EXERCISE »
For this task, retype the records below exactly.

DATA FOR REVIEW »
╭──

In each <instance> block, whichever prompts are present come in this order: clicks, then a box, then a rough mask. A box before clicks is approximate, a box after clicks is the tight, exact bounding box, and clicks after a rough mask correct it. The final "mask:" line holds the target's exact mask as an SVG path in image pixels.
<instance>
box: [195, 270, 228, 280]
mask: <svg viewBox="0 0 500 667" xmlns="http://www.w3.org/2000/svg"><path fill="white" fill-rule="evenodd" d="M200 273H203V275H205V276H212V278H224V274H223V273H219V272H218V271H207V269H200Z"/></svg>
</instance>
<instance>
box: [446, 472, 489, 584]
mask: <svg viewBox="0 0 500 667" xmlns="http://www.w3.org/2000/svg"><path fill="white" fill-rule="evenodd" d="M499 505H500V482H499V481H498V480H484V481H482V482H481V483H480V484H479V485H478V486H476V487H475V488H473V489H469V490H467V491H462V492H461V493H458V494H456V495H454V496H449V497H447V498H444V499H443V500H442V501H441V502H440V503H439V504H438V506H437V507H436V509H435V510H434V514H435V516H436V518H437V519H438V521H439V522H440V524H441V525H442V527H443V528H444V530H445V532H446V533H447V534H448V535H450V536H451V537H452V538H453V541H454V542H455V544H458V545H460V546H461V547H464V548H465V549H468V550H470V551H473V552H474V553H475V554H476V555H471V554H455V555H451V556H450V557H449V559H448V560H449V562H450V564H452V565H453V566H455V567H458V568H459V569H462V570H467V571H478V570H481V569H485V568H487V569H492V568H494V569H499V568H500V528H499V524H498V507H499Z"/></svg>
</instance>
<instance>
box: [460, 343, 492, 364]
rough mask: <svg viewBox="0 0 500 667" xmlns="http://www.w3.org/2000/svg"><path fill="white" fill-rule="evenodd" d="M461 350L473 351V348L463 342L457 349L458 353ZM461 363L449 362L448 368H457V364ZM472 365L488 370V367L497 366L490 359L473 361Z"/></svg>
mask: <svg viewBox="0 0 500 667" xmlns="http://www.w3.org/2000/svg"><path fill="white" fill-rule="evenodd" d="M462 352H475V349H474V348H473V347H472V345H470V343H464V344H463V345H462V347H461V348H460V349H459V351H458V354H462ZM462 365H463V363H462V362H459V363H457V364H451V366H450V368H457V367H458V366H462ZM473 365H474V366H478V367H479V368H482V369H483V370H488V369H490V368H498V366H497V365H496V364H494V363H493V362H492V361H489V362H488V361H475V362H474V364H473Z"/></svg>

╰──

YOUR RESPONSE »
In each <instance> block, whichever prompts are present come in this order: clicks, then a box, then a rough mask. A box before clicks is approximate, a box after clicks is the tight, exact bounding box, and clicks after a rough mask correct it. The final "mask:" line holds the target's exact mask as an SVG path in image pixels.
<instance>
box: [195, 270, 228, 280]
mask: <svg viewBox="0 0 500 667" xmlns="http://www.w3.org/2000/svg"><path fill="white" fill-rule="evenodd" d="M200 273H203V275H205V276H212V278H224V274H223V273H219V272H218V271H207V269H200Z"/></svg>
</instance>
<instance>
box: [446, 472, 489, 584]
mask: <svg viewBox="0 0 500 667" xmlns="http://www.w3.org/2000/svg"><path fill="white" fill-rule="evenodd" d="M499 505H500V482H499V481H498V480H484V481H482V482H481V483H480V484H479V485H478V486H476V487H475V488H473V489H469V490H467V491H462V492H461V493H458V494H456V495H454V496H449V497H447V498H444V499H443V500H442V501H441V502H440V503H439V504H438V506H437V507H436V509H435V510H434V514H435V516H436V518H437V519H438V521H439V522H440V524H441V525H442V527H443V528H444V530H445V532H446V533H447V534H448V535H450V536H451V537H452V538H453V541H454V542H455V544H458V545H460V546H461V547H464V548H465V549H468V550H470V551H473V552H474V553H475V554H476V555H471V554H455V555H451V556H450V557H449V559H448V560H449V562H450V564H452V565H453V566H455V567H458V568H459V569H462V570H467V571H478V570H481V569H485V568H487V569H492V568H494V569H499V568H500V528H499V524H498V507H499Z"/></svg>
</instance>
<instance>
box: [460, 343, 492, 364]
rough mask: <svg viewBox="0 0 500 667" xmlns="http://www.w3.org/2000/svg"><path fill="white" fill-rule="evenodd" d="M461 350L473 351V348L463 342L457 349L458 353ZM461 363L449 362L448 368H457V364ZM472 365L488 370V367L497 366L490 359L473 361Z"/></svg>
mask: <svg viewBox="0 0 500 667" xmlns="http://www.w3.org/2000/svg"><path fill="white" fill-rule="evenodd" d="M462 352H475V349H474V348H473V347H472V345H470V343H464V344H463V345H462V347H461V348H460V349H459V351H458V354H462ZM462 365H463V363H462V362H459V363H457V364H451V366H450V368H457V367H458V366H462ZM473 365H474V366H478V367H479V368H482V369H483V370H488V369H490V368H498V366H497V365H496V364H494V363H493V362H492V361H489V362H488V361H475V362H474V364H473Z"/></svg>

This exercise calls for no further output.